Java Streams API (Filter, Map, Reduce)
The Streams API introduced in Java 8 provides a modern, functional-style approach to processing sequences of elements, such as collections. The Stream API allows you to perform operations on data in a clean, concise, and efficient way, enabling parallel processing and better readability.
Streams support operations like filtering, mapping, and reducing that make it easier to perform complex data manipulations in a more declarative way compared to traditional loops.
In this explanation, we will focus on the three main operations of the Streams API: Filter, Map, and Reduce.
1. Stream Overview
A Stream is a sequence of elements that can be processed in parallel or sequentially. The operations on streams can be classified into:
- Intermediate operations: These return a new stream (e.g.,
filter(),map()) and are lazy. They don’t execute until a terminal operation is invoked. - Terminal operations: These produce a result or a side-effect (e.g.,
collect(),reduce(),forEach()) and trigger the processing of the stream.
2. Filter Operation
The filter() operation is an intermediate operation that allows you to filter out elements based on a predicate (a condition). It returns a stream that only contains elements that satisfy the predicate.
Syntax:
Stream<T> filter(Predicate<? super T> predicate)
- Predicate: A functional interface that takes an object and returns a boolean (true if the element should be included).

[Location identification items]
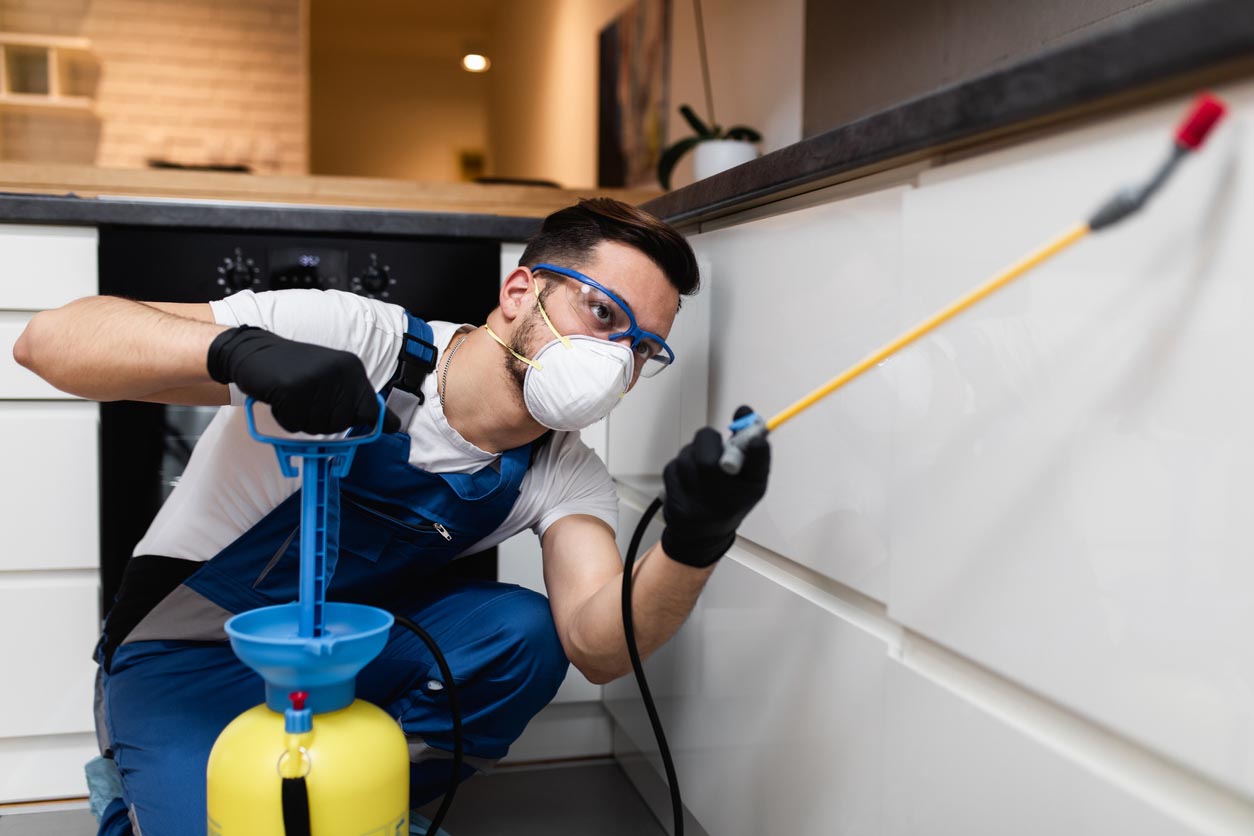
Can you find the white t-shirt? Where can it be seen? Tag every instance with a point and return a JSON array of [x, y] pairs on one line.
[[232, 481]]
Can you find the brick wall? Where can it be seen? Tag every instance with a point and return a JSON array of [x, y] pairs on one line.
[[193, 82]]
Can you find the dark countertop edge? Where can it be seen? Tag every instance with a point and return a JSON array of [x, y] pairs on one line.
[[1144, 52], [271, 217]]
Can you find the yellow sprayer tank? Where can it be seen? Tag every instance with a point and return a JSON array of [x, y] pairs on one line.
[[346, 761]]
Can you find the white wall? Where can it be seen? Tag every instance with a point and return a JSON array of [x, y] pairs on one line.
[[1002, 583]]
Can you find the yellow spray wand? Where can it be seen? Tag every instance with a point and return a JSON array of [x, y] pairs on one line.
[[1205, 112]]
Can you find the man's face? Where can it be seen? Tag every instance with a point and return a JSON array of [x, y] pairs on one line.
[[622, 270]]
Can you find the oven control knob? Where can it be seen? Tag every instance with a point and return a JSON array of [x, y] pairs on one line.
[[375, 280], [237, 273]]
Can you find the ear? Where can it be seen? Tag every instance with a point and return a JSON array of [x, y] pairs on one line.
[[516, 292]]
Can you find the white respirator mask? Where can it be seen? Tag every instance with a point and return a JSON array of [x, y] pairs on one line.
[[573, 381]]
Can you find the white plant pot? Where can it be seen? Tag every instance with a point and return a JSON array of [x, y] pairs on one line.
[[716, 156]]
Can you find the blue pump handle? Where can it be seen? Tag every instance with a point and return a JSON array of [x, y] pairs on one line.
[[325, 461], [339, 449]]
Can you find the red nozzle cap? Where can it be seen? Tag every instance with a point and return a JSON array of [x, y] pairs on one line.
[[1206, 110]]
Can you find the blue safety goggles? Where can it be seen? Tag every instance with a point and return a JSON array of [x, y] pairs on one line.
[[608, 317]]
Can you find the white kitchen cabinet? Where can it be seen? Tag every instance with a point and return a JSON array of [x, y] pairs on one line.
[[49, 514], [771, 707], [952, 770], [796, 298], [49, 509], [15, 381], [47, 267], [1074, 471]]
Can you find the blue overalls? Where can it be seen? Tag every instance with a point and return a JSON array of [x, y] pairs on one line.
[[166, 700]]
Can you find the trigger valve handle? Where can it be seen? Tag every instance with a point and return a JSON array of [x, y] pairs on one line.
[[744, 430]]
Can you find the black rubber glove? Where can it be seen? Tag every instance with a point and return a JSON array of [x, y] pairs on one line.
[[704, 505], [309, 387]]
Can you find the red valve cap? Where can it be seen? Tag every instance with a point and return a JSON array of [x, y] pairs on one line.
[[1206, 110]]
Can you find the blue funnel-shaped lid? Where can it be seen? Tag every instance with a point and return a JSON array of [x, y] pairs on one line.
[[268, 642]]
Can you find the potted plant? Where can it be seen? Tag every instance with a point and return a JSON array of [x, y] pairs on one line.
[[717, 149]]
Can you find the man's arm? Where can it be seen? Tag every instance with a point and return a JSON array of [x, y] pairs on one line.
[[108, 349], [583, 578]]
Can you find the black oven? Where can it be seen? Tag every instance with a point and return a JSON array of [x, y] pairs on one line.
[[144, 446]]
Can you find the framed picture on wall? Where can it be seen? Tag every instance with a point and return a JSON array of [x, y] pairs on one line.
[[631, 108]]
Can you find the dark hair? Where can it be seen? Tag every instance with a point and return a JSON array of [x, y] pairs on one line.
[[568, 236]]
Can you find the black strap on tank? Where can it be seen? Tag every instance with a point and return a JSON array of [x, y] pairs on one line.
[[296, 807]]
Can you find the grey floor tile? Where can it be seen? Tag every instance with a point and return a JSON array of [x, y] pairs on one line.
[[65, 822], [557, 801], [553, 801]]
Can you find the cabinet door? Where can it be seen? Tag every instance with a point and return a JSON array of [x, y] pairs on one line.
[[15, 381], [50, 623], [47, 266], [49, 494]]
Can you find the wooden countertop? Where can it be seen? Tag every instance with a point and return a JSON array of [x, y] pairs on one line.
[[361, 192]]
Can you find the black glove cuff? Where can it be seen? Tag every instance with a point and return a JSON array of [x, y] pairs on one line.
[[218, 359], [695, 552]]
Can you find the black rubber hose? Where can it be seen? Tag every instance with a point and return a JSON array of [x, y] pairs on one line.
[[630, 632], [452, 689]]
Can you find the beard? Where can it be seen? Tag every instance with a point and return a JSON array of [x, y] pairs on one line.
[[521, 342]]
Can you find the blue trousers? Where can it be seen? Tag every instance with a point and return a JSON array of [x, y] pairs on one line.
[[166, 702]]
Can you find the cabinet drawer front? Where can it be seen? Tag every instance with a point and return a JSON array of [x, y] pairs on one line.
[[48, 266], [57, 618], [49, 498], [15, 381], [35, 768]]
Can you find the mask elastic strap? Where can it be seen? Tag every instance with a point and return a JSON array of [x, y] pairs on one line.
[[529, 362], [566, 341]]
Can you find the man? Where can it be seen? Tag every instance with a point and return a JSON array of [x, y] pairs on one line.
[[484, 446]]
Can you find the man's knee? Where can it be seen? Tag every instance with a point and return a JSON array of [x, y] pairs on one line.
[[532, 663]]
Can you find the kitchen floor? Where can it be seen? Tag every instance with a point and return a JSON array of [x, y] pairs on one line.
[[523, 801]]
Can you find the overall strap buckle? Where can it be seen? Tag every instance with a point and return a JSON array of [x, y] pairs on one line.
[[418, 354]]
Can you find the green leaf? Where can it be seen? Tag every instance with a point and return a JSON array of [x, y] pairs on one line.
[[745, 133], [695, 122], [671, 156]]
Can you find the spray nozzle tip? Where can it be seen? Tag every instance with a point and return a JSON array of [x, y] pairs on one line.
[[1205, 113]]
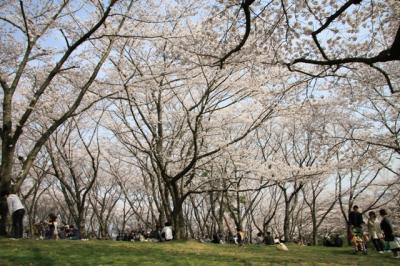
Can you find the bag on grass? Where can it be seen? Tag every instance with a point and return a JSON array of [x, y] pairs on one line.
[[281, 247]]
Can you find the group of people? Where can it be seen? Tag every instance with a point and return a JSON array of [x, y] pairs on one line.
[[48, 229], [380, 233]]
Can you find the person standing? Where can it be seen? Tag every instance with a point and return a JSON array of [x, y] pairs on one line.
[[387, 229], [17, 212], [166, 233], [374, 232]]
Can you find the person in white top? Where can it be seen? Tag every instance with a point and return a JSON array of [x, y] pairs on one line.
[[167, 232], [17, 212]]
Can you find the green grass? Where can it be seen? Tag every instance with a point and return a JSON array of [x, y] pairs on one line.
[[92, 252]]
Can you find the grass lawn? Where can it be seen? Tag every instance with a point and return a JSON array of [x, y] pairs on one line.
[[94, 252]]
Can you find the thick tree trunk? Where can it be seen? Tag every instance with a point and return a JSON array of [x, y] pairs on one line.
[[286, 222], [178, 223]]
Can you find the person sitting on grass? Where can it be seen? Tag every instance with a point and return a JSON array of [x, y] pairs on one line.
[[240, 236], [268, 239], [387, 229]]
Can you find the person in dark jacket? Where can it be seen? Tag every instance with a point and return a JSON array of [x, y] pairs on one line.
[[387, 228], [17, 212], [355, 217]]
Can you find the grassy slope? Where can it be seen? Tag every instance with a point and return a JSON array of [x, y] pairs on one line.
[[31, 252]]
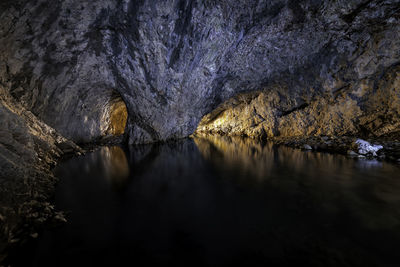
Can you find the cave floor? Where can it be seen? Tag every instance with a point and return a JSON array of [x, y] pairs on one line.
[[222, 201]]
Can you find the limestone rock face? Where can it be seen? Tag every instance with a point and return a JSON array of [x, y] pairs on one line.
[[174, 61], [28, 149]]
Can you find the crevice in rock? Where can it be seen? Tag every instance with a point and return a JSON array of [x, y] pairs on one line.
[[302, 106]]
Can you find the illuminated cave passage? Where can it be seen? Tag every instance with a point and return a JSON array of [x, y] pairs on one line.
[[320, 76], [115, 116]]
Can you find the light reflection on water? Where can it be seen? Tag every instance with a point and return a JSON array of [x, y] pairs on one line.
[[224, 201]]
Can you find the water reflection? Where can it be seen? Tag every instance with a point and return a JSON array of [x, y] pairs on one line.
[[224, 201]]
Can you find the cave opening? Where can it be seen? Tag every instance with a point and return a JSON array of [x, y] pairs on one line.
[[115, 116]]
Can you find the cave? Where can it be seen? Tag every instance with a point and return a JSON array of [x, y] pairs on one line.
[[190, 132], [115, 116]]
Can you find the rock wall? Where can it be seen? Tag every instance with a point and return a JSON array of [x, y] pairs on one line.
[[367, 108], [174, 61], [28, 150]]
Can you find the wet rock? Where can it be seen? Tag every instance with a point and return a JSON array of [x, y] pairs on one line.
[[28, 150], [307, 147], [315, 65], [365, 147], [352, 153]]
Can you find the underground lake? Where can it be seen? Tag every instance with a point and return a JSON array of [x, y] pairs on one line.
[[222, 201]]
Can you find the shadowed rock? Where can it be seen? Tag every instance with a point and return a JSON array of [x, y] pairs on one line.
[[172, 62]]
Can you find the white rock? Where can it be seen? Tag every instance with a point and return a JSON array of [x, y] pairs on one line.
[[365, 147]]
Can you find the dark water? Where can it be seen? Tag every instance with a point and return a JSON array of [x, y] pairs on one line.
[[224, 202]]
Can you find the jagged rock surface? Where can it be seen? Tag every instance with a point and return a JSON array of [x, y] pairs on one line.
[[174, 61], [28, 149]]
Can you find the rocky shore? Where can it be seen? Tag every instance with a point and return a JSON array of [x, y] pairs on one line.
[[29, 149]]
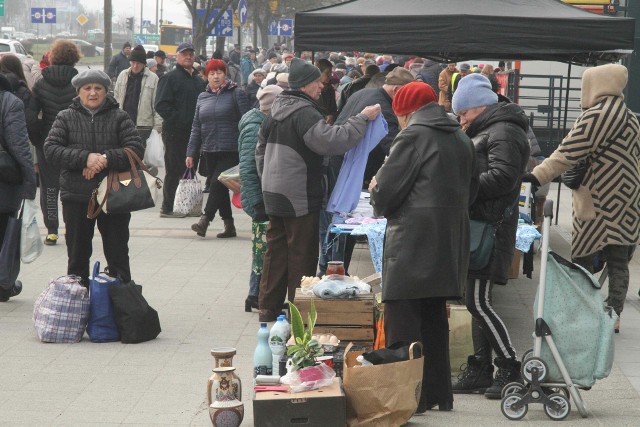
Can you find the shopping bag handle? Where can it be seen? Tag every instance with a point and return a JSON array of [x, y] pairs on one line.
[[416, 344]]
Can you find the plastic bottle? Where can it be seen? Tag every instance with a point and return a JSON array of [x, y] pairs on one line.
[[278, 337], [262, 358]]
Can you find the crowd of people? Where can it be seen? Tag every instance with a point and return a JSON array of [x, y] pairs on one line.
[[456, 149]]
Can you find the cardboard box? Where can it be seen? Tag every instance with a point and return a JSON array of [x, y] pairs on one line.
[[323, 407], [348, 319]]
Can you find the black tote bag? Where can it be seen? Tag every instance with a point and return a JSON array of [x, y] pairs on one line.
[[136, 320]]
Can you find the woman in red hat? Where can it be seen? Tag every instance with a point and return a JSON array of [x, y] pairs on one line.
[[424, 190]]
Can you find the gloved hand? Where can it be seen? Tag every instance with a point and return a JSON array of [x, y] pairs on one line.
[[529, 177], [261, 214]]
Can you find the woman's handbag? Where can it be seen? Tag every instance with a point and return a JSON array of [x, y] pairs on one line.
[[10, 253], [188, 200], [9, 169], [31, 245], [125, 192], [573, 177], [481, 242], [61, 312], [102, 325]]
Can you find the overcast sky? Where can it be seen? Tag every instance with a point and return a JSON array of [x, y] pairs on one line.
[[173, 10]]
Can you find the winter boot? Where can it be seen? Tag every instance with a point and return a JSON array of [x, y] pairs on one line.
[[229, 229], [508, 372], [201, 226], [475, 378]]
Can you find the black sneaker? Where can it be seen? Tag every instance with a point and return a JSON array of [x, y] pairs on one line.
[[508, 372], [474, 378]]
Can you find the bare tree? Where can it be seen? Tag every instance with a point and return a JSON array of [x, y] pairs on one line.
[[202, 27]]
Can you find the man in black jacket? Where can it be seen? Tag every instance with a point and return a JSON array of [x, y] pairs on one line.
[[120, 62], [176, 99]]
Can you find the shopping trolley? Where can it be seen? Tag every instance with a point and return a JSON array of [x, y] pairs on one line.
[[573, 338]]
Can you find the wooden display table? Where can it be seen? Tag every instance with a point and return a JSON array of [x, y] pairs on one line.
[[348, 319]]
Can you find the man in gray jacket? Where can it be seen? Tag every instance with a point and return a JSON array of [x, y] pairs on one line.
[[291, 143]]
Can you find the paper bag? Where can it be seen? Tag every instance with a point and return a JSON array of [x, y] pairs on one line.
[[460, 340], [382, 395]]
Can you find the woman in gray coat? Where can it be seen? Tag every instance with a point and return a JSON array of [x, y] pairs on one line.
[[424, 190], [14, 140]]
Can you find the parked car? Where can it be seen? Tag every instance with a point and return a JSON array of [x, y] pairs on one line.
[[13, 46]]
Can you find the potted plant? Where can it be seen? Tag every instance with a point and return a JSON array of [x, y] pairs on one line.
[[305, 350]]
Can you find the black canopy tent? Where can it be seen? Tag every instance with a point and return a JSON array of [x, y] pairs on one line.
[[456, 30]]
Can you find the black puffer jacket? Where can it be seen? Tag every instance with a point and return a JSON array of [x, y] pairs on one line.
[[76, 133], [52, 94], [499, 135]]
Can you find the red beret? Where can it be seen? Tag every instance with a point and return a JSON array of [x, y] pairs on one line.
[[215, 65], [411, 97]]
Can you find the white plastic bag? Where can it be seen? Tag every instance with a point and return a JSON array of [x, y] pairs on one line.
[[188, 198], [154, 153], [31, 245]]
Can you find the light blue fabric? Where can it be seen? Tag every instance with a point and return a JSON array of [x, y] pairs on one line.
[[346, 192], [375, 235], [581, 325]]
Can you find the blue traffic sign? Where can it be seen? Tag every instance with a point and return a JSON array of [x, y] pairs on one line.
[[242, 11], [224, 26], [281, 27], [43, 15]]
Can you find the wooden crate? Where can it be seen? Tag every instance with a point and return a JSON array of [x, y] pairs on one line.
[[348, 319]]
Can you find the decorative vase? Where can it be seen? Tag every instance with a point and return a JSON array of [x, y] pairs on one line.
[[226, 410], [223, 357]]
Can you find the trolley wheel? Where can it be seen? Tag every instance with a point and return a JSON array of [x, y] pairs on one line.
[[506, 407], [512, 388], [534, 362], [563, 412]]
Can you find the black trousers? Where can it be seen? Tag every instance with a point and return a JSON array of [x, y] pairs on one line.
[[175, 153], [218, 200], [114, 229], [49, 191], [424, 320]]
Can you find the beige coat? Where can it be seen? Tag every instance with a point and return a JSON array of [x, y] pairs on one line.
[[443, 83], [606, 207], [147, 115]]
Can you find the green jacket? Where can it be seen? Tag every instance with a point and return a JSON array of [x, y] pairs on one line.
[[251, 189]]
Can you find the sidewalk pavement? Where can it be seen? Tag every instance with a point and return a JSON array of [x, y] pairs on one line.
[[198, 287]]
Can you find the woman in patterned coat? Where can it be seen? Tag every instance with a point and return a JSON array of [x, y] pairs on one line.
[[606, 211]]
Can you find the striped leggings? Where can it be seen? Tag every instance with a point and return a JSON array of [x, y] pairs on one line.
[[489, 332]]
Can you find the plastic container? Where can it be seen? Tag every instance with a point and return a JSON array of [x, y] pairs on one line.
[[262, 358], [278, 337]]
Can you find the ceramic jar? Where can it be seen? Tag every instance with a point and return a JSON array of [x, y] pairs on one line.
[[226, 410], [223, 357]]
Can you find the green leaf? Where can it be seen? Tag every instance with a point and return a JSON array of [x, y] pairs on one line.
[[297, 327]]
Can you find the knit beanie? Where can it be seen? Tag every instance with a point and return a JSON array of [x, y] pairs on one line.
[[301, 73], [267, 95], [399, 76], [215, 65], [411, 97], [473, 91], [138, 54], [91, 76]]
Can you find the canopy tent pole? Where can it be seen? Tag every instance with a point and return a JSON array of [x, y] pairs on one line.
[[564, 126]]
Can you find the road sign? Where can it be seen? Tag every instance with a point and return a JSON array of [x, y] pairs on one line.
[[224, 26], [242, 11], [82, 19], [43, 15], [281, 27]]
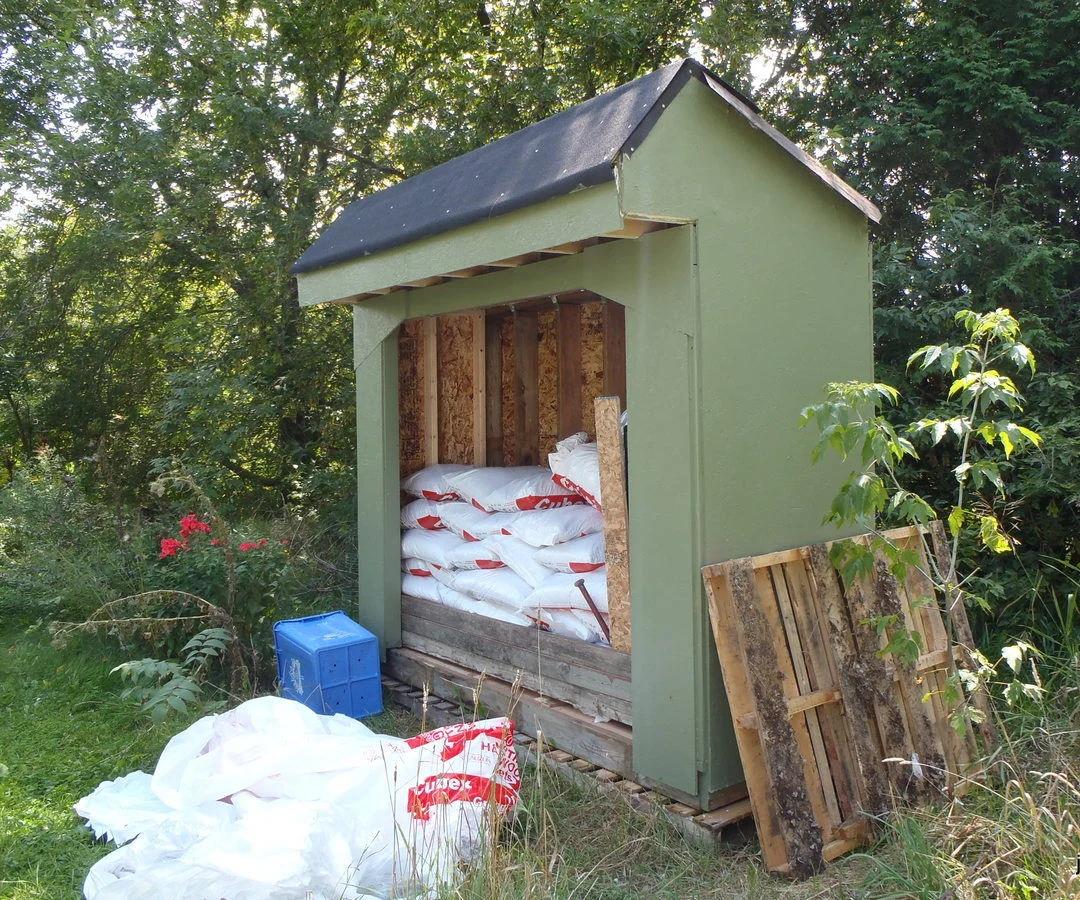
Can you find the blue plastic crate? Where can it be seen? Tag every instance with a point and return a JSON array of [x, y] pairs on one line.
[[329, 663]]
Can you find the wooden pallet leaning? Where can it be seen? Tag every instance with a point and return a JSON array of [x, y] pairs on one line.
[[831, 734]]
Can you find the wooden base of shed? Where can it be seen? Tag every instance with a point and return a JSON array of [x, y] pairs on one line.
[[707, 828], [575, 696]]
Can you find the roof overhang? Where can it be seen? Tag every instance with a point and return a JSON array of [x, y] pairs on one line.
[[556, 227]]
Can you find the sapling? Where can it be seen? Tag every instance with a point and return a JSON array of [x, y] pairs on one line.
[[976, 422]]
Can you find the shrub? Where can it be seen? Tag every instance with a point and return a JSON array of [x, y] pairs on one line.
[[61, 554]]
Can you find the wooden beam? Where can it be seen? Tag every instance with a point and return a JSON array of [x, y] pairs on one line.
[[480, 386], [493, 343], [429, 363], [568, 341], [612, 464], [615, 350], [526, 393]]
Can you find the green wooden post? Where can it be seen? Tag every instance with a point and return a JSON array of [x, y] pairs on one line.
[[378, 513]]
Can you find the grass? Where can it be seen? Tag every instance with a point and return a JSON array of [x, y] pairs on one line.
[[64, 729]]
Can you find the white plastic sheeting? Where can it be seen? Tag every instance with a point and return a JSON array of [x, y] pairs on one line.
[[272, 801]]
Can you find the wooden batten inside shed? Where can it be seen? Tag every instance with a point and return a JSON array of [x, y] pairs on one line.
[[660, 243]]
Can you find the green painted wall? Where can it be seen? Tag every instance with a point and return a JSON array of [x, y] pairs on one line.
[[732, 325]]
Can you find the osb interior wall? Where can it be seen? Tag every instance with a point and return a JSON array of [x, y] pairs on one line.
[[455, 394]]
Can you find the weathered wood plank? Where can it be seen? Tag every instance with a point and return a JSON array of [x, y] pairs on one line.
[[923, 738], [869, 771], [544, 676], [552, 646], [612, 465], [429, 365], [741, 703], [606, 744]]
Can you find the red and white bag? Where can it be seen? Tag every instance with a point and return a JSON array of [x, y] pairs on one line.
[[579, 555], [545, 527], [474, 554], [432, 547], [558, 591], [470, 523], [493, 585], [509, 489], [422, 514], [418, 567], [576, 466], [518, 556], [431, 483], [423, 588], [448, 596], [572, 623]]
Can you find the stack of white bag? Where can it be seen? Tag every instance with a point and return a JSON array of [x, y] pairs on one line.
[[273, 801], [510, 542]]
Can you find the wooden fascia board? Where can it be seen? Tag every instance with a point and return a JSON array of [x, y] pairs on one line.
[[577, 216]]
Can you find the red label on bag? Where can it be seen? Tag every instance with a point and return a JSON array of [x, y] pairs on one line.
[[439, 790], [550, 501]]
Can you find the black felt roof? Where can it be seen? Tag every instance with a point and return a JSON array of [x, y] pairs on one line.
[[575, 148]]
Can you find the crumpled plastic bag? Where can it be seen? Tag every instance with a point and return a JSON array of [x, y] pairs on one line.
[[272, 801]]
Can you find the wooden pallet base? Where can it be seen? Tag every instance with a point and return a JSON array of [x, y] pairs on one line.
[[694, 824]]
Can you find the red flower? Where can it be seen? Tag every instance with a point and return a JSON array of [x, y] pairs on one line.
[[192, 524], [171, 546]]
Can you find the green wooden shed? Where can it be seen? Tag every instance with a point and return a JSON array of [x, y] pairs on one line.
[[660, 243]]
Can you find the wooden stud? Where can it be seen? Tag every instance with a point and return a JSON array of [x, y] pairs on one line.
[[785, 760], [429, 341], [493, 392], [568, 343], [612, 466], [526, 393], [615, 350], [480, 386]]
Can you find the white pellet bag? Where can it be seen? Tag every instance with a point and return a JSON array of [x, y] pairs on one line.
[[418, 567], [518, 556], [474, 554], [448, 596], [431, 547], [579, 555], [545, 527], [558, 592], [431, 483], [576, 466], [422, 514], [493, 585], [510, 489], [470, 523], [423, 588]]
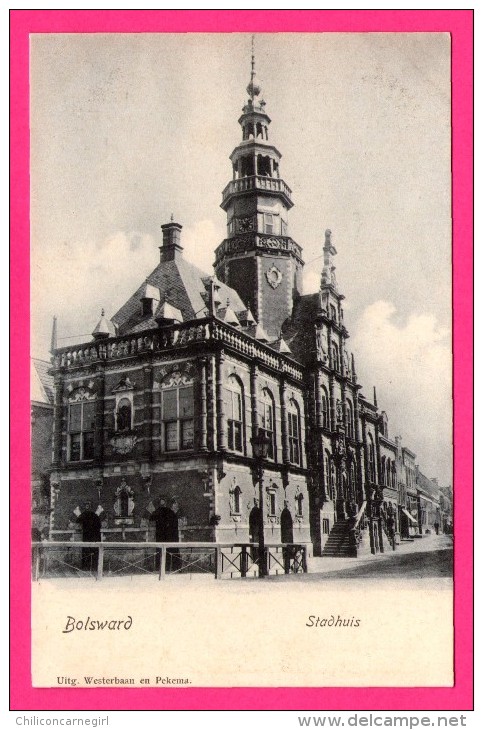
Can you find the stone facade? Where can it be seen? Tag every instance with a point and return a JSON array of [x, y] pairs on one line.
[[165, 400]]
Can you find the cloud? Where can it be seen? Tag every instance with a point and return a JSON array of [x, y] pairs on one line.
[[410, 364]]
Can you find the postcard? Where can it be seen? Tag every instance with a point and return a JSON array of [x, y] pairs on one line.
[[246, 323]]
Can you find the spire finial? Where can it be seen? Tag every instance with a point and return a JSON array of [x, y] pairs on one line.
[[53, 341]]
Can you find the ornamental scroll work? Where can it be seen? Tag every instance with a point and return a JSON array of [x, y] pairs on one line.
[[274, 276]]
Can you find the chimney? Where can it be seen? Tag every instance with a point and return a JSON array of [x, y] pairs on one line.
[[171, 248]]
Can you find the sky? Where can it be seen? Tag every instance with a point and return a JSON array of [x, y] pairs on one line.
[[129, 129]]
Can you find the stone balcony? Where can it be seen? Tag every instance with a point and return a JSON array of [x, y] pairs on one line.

Exercise directions →
Which method names, written with parentheses, does the Java Streams text above give as examples in its "Stream Overview" section?

Response to this exercise →
filter(), map(), collect(), reduce(), forEach()